But as the year went on, there would be more opportunities for the last-night shows to indulge in a bit of presidential schadenfreude. In June, only 6,200 people showed up for a Trump campaign rally in Tulsa, Okla. “Six thousand two hundred people isn’t a rally,” Fallon said. “It’s a graduation at a small liberal arts college.”

Then in October, Trump contracted Covid-19 himself, as did a number of his family members and staffers. Colbert jokingly referred to the White House as “The Infest Wing.” Corden opted for musical mockery, marking Trump’s recovery and insistence he could be immune to the virus with a parody performance of Paul McCartney’s “Maybe I’m Amazed” called “Maybe I’m Immune.”

The May killing of George Floyd by the police in Minneapolis, coming two months after Breonna Taylor was shot and killed by Louisville police officers, set off a summer of protests and focused nationwide attention on racial inequality and police brutality. The Black late-night hosts Desus and Mero ended episodes with calls to arrest the police who killed Taylor, and Trevor Noah spoke candidly in a viral video as well as on air.

Other hosts relied on Black members of their staff (including the musicians Jon Batiste on “The Late Show” and Reggie Watts on “The Late Late Show”) and special guests like Derrick Johnson, the president of the N.A.A.C.P., and Patrisse Cullors, a founder of Black Lives Matter, to discuss the causes and consequences of anti-Black racism.

|---|

THINGS TO DO
- a) Give again, word for word, the part of the late-night comedy passage that begins at the words "Other hosts relied" and stops after "of anti-Black racism.".
- b) Continue the passage on late-night comedy hosts from where it stops, in the same style.
The lines that come after this have nothing to do with what is asked here.

MATERIAL SUPPLIED
|---|

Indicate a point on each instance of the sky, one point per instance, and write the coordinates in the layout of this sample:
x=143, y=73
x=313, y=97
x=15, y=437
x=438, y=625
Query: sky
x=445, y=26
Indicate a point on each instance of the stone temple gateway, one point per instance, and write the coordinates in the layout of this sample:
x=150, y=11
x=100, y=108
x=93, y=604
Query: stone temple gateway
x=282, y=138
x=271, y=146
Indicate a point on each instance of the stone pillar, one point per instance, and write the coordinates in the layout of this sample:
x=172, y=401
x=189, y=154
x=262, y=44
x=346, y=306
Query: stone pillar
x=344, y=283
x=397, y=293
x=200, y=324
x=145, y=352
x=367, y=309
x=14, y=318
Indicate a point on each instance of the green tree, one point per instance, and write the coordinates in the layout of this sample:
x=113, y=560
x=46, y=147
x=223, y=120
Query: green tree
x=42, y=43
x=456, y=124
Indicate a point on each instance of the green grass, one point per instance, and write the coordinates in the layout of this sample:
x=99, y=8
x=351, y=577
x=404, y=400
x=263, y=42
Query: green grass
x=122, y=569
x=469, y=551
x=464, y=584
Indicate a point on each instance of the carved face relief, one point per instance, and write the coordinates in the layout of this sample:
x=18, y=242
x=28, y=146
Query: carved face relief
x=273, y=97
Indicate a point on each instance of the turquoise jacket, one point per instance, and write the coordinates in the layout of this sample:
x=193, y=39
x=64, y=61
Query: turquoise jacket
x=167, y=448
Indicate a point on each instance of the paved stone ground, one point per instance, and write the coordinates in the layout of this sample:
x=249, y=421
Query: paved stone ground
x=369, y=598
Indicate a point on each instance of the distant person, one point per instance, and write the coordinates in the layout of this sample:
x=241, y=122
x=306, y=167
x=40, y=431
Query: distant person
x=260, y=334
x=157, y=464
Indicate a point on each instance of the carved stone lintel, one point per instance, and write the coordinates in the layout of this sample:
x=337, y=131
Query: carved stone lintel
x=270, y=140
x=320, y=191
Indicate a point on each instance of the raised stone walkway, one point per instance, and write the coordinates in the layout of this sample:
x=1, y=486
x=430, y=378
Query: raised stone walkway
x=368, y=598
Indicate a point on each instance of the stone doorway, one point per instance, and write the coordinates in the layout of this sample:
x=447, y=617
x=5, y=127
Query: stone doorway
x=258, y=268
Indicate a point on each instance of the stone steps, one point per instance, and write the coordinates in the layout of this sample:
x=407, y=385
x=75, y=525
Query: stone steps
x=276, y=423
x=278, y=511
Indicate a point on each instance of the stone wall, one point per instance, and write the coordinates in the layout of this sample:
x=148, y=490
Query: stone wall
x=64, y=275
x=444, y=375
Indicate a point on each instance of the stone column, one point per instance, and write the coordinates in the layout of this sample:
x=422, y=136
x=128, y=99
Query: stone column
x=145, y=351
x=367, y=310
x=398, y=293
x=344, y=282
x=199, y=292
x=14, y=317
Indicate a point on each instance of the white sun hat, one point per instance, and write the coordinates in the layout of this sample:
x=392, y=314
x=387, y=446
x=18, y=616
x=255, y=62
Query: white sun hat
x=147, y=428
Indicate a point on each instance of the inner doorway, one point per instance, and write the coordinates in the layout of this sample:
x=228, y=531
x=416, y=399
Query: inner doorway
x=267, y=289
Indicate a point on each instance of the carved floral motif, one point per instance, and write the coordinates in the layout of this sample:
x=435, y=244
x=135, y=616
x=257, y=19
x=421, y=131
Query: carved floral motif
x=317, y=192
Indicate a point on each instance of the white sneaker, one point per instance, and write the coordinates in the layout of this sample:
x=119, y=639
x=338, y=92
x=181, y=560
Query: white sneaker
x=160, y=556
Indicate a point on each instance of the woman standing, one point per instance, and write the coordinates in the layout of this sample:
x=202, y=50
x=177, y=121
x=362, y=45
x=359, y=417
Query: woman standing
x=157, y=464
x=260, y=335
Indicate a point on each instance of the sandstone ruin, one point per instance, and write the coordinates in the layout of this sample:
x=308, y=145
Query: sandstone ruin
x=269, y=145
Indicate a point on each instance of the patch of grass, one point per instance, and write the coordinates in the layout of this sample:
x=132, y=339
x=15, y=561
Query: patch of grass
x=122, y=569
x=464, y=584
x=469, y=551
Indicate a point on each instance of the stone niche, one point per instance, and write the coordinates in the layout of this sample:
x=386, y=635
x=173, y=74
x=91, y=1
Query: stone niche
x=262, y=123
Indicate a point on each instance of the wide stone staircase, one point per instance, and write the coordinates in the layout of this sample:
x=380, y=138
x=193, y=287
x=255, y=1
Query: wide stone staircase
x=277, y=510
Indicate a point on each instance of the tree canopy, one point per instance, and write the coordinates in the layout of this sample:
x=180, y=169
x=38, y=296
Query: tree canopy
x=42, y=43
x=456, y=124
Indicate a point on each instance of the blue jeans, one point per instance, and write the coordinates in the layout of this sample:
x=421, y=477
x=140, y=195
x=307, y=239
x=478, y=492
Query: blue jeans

|---|

RESULTS IN ORDER
- a)
Other hosts relied on Black members of their staff (including the musicians Jon Batiste on “The Late Show” and Reggie Watts on “The Late Late Show”) and special guests like Derrick Johnson, the president of the N.A.A.C.P., and Patrisse Cullors, a founder of Black Lives Matter, to discuss the causes and consequences of anti-Black racism.

- b)
For Kimmel and Fallon, this reckoning included apologizing for having participated in past blackface bits on “The Man Show” and “Saturday Night Live,” respectively. Kimmel, who took the summer off to spend with his family, apologized in a statement, while Fallon directly addressed the situation with his audience on air.

“I’m not a racist. I don’t feel this way,” Fallon said. “I realized that I can’t not say I’m horrified and I’m sorry and I’m embarrassed. I realized that the silence is the biggest crime that white guys like me and the rest of us are doing, staying silent. We need to say something. We need to keep saying something.”

Kimmel had most of the candidates alongside John Kerry, Ted Cruz, Anthony Scaramucci and Nancy Pelosi doing a political version of “Mean Tweets.” Adam Schiff’s selection was from President Trump, referring to him as “liddle.”


Colbert’s lengthy chat with former President Barack Obama was split over two nights to include the typical fare about his new book and the Trump administration, as well as “Questions We’re Pretty Sure Barack Obama Has Never Been Asked Before.” Among them: “How does Dolly Parton not have a Presidential Medal of Freedom?”


And in a nice example of the kind of improvisational, making-it-work ethos that defined so much of late night this year, Fallon and the Roots performed a timely remote performance of the Police’s “Don’t Stand So Close to Me” using instruments they all had at home.

Although the president so far hasn’t seemed interested in a transition of power, late night will presumably be making its own transition soon, from a policy of all Trump, all the time to whatever jokes and gimmicks the Biden administration inspires. This should provide more room for nonpolitical humor, for better or worse, as well as the eventual cessation of the hosts’ constant Trump impersonations. It remains to be seen who among them can perform a passable Biden.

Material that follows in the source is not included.